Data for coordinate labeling
>> Start
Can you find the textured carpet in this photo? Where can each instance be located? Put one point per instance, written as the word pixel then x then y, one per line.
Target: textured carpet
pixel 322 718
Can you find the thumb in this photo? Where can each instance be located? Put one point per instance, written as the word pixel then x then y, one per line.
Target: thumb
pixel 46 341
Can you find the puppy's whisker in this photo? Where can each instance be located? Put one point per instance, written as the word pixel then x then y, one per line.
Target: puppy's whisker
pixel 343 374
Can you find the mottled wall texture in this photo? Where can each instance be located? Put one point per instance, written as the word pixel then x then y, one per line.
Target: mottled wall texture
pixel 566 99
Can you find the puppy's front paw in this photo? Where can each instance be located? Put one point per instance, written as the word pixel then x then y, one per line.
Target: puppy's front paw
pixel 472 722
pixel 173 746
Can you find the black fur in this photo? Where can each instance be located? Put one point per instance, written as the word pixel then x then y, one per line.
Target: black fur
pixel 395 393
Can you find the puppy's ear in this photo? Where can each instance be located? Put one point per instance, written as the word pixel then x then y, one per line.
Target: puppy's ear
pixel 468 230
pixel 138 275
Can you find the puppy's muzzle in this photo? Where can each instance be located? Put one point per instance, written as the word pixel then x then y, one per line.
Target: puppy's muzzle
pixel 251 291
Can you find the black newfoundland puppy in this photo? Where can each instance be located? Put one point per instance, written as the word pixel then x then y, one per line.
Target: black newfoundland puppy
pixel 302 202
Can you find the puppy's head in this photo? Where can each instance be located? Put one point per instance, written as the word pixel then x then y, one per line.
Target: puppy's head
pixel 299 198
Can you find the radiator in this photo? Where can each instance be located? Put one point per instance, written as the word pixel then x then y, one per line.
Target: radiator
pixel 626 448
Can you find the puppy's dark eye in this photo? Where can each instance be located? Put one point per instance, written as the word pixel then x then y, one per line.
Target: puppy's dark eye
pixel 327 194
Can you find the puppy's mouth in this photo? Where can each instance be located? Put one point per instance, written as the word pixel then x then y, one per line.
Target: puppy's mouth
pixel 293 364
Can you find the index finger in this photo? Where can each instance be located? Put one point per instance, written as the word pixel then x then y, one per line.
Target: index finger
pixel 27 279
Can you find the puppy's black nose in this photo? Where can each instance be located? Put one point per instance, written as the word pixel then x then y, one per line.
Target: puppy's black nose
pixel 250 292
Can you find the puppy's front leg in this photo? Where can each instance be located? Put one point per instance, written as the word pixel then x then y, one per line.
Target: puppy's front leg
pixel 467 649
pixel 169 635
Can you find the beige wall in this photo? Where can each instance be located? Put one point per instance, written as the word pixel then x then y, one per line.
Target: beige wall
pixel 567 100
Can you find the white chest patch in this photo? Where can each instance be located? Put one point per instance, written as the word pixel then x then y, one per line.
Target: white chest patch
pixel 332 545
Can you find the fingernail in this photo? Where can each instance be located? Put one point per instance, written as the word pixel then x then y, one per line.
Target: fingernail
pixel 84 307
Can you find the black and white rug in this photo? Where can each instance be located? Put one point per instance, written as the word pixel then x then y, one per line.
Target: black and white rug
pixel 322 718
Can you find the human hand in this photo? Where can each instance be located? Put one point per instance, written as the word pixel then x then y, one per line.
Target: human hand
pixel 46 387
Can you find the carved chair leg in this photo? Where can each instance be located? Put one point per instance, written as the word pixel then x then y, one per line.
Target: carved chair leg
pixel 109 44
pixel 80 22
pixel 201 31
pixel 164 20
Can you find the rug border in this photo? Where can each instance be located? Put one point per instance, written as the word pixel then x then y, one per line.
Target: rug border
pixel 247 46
>> End
### What the task asks
Turn all of the material into a two-column CSV with columns named input and output. Give one row for each text and its answer, putting the text under input and the answer under output, each as a single quoted field with line breaks changed to spaces.

### Written response
input,output
"Can you find the textured carpet in this photo? Where can each instance be located? Put one point per instance, written as the word pixel then x then y, one per line. Target: textured carpet","pixel 322 718"
"Can you find the thumb in this photo? Where can each instance be located? Put one point per instance, written as the word pixel then x then y, one per line. Target: thumb","pixel 46 341"
"Can you find the puppy's whisker in this photo? Where can each instance be located? Put one point per instance, written as the word pixel then x then y, one per line. Target: puppy's whisker","pixel 343 374"
"Can you find the mottled wall texture in this photo? Where can each instance be located? Put one point per instance, written as the word pixel then x then y, one per line. Target: mottled wall texture","pixel 566 99"
"Can you find the puppy's front paw in this photo? Where can each instance be located? Put one point per instance, written as the word pixel then x then y, one per line. Target: puppy's front paw","pixel 472 722 pixel 173 746"
"Can you find the black fur in this photo? Where can each instance be located? Put one point per instance, written as the word pixel then x then y, one per line. Target: black fur","pixel 395 393"
"Can you find the puppy's ear in this photo? Where can each instance be located? Put one point per instance, written as the word pixel then x then y, one per line. Target: puppy's ear","pixel 468 230 pixel 138 275"
"Can you find the puppy's muzzle in this photo? Where can each instance be located? Put one point per instance, written as the word pixel then x then y, one per line. Target: puppy's muzzle","pixel 251 291"
"Can you find the black newfoundland puppy in this photo? Where can each instance be located? Put one point per instance, written as the word pixel then x then y, one per line. Target: black newfoundland puppy","pixel 302 202"
"Can you find the puppy's head in this photo? Where can each instance be located? Put one point per instance, written as the word pixel then x then y, one per line. Target: puppy's head","pixel 299 198"
"Can you find the radiator in this photo? Where can each instance be located? Put one point per instance, written as the word pixel then x then y, one per line. Target: radiator","pixel 626 448"
"Can you find the puppy's dark eye in this photo? Where can each instance be located? Put one point per instance, written as the word pixel then x then y, one per line. Target: puppy's dark eye","pixel 327 194"
"Can you find the puppy's mouth in this photo? Where can each instance be located? Put one point per instance, written as the word pixel then x then y, one per line. Target: puppy's mouth","pixel 293 364"
"Can you find the index finger in this photo? Where can each instance be located? Put one point per instance, written as the word pixel then x then y, one per line. Target: index finger","pixel 27 279"
"Can you find the puppy's black nose in this photo? Where can each instance be located? Put one point per instance, written as the word pixel then x then y, one per line. Target: puppy's black nose","pixel 250 292"
"Can you find the puppy's front leg in this photo? Where can each instance be located? Put one point per instance, written as the word pixel then x then y, one per line. Target: puppy's front leg","pixel 467 649 pixel 169 635"
"Can you find the beige wall in this photo? Where can each instance be located? Put one point per instance, written as the word pixel then x then y, one per line. Target: beige wall","pixel 567 100"
"Can you find the white chest patch in this photo? Where can each instance be located? Put one point per instance, written as the word pixel then x then y, one per line. Target: white chest patch","pixel 332 545"
"Can you find the fingernail in this photo? Where can each instance be located? Put one point per instance, written as the word pixel then x then y, one per line. Target: fingernail","pixel 84 307"
"Can you find the black and white rug in this photo? Where can each instance be located? Put one point per instance, written as the word pixel then x then y, one per line. Target: black and white rug","pixel 322 718"
"Can you find the human hand in this photo? Where can each instance be located? Put one point per instance, written as the word pixel then x then y, one per line. Target: human hand","pixel 46 387"
"Can you find the carved chair leg in this photo? Where can each instance be located? Put one point per instance, written as the word pixel then x then y, one per line. Target: carved chair leg","pixel 109 44 pixel 80 22 pixel 201 31 pixel 164 20"
"Can you find the rug border in this photo? Where can each instance be located? Put one point per instance, written as the word pixel then x then y, one per line. Target: rug border","pixel 247 46"